Entries taken from a collection:

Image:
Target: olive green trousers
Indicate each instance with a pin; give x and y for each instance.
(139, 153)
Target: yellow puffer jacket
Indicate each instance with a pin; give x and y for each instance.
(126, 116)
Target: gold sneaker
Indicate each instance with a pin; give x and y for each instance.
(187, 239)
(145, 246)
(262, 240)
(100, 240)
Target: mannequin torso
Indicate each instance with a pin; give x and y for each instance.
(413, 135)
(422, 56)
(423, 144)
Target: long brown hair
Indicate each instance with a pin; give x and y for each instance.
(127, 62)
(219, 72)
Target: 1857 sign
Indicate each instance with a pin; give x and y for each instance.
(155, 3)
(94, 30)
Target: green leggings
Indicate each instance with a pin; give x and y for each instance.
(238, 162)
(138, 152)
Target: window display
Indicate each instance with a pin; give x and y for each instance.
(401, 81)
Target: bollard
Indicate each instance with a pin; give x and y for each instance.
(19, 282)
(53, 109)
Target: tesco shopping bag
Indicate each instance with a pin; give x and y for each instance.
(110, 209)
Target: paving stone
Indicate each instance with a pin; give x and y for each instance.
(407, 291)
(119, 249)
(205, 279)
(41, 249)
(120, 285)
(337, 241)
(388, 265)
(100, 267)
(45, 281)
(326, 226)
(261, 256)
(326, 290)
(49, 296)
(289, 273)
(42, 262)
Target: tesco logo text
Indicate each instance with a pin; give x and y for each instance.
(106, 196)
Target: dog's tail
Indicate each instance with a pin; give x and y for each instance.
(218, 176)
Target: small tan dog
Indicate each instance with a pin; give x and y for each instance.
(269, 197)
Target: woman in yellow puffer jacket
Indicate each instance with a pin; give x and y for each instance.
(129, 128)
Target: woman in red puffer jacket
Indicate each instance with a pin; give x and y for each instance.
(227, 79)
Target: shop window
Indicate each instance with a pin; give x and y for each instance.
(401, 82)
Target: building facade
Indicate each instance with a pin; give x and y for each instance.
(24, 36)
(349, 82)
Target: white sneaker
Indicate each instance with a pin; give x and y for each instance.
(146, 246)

WHAT YOU ARE ASKED TO DO:
Retype the records above in full. Every word should match.

OUTPUT OF THE EXERCISE:
Image:
Target: olive green trousers
Indicate each instance with a pin; give x and y for each instance.
(139, 153)
Target: yellow puffer jacket
Indicate each instance with a pin; give x and y for each instance.
(126, 116)
Target: gold sneaker
Indicate each instance with a pin; give x and y for each instance.
(187, 239)
(145, 246)
(262, 240)
(100, 240)
Target: mannequin torso
Indicate each instance with a pin; give x and y for each instance.
(413, 135)
(422, 56)
(423, 144)
Target: long brown hair
Indicate each instance with a pin; give x and y for each instance.
(127, 62)
(219, 72)
Target: 1857 sign
Indicate each instance with a pin; give x and y for each instance.
(155, 3)
(94, 30)
Target: green leggings
Indicate each instance with a pin; give x and y for each instance.
(238, 162)
(138, 152)
Target: window display
Indicate each instance with a pin; give x and y for each instance.
(401, 81)
Target: bollard
Indicate each instance with a pin; give x and y for each instance.
(19, 282)
(53, 109)
Target: tesco shopping bag
Indicate each instance with a pin; give x and y for each instance.
(110, 209)
Target: paving stone
Indicate each instance with a pin; give x and y for each instance.
(407, 291)
(119, 249)
(205, 279)
(41, 249)
(120, 285)
(337, 241)
(388, 265)
(100, 267)
(45, 281)
(326, 226)
(261, 256)
(326, 290)
(49, 296)
(289, 273)
(42, 262)
Target: tesco logo text
Indicate each instance with a pin; give x and y for each instance.
(106, 196)
Target: dog's tail
Indicate each instance with a pin; give x and y for each instance.
(218, 176)
Target: small tan dog
Indicate each instance with a pin; give x and y for each instance.
(269, 197)
Target: woman in yellow puffer jacket
Indicate each instance with a pin; give x and y for each instance.
(129, 128)
Target: woman in red puffer jacket
Indicate each instance with a pin; give x and y for each instance.
(227, 79)
Target: shop window
Indicate each instance with a pin; give x and y for each instance.
(401, 82)
Target: building facade
Indicate each instance with a pin; give x and y for each instance.
(24, 36)
(349, 82)
Target: white sneaker
Indicate each instance with a pin; give x and y for each instance.
(146, 246)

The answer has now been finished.